(Collection entries)

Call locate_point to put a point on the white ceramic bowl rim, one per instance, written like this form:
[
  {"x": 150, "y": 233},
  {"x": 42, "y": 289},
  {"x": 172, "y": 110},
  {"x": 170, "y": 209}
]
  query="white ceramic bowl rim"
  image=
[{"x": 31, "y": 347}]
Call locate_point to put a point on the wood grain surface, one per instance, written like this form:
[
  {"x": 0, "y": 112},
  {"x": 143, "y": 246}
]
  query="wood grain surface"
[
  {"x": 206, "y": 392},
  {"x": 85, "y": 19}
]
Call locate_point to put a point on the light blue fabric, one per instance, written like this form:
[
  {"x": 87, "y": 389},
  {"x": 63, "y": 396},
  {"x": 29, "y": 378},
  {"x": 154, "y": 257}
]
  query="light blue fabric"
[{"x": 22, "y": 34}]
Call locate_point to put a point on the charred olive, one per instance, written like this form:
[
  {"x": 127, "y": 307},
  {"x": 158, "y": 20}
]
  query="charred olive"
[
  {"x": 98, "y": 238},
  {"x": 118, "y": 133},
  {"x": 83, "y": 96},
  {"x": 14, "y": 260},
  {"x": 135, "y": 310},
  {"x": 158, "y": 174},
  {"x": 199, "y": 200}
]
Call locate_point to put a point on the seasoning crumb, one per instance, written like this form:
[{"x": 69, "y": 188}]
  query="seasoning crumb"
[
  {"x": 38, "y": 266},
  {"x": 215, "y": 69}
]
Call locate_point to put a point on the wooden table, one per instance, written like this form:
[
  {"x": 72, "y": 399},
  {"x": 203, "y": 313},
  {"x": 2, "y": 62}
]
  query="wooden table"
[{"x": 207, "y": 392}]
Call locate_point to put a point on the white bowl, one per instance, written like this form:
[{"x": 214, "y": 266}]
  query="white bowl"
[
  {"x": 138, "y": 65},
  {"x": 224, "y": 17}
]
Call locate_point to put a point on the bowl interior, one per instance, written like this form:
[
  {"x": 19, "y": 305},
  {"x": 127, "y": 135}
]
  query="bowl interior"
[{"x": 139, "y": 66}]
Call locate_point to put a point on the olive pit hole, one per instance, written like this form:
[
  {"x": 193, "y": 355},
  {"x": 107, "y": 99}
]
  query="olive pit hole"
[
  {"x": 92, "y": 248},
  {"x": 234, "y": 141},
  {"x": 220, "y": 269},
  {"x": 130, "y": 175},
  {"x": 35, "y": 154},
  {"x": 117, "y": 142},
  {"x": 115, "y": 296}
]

_Task description_. The answer must consist of every entry, set down exactly as given.

_Solution to this exercise_.
Call locate_point to put a point on the white ceramic bowl rim, one per instance, written like this form:
[
  {"x": 150, "y": 233},
  {"x": 42, "y": 289},
  {"x": 172, "y": 110},
  {"x": 170, "y": 209}
]
  query="white ceramic bowl rim"
  image=
[{"x": 31, "y": 347}]
Call locate_point to put a point on the wood grain surface, one per instance, written like this form:
[
  {"x": 0, "y": 112},
  {"x": 143, "y": 246}
]
  query="wood grain surface"
[
  {"x": 206, "y": 392},
  {"x": 85, "y": 19}
]
Call locate_point to put a point on the light blue fabric, one per instance, written like this form:
[
  {"x": 87, "y": 389},
  {"x": 63, "y": 396},
  {"x": 29, "y": 378},
  {"x": 154, "y": 257}
]
  query="light blue fabric"
[{"x": 22, "y": 34}]
Call locate_point to put a point on the charred olive, one per instance, written like this form:
[
  {"x": 127, "y": 307},
  {"x": 158, "y": 20}
]
  query="charred olive"
[
  {"x": 98, "y": 238},
  {"x": 118, "y": 133},
  {"x": 83, "y": 96},
  {"x": 14, "y": 260},
  {"x": 135, "y": 310},
  {"x": 158, "y": 174},
  {"x": 199, "y": 200}
]
Call locate_point to put a point on the seasoning crumb, one per instance, written like this form:
[{"x": 69, "y": 188}]
  query="seasoning crumb"
[
  {"x": 38, "y": 266},
  {"x": 215, "y": 69}
]
Call locate_point to put a point on the wooden table, one per instance, written like this form:
[
  {"x": 72, "y": 399},
  {"x": 203, "y": 313},
  {"x": 2, "y": 62}
]
  query="wooden table"
[{"x": 207, "y": 392}]
Call locate_point to put a point on the white bowl, one per instance, written like this form:
[{"x": 214, "y": 266}]
  query="white bowl"
[
  {"x": 138, "y": 65},
  {"x": 224, "y": 17}
]
Call locate_point to put a point on the bowl interior, one per instance, written like this form:
[
  {"x": 19, "y": 305},
  {"x": 127, "y": 135}
]
  query="bowl interior"
[{"x": 139, "y": 66}]
Call locate_point to put a point on the olive pit hole, one per instance, written like this form:
[
  {"x": 193, "y": 355},
  {"x": 107, "y": 99}
]
  query="olive pit hole"
[
  {"x": 92, "y": 248},
  {"x": 234, "y": 141},
  {"x": 220, "y": 269},
  {"x": 130, "y": 175},
  {"x": 35, "y": 154},
  {"x": 117, "y": 142},
  {"x": 115, "y": 296}
]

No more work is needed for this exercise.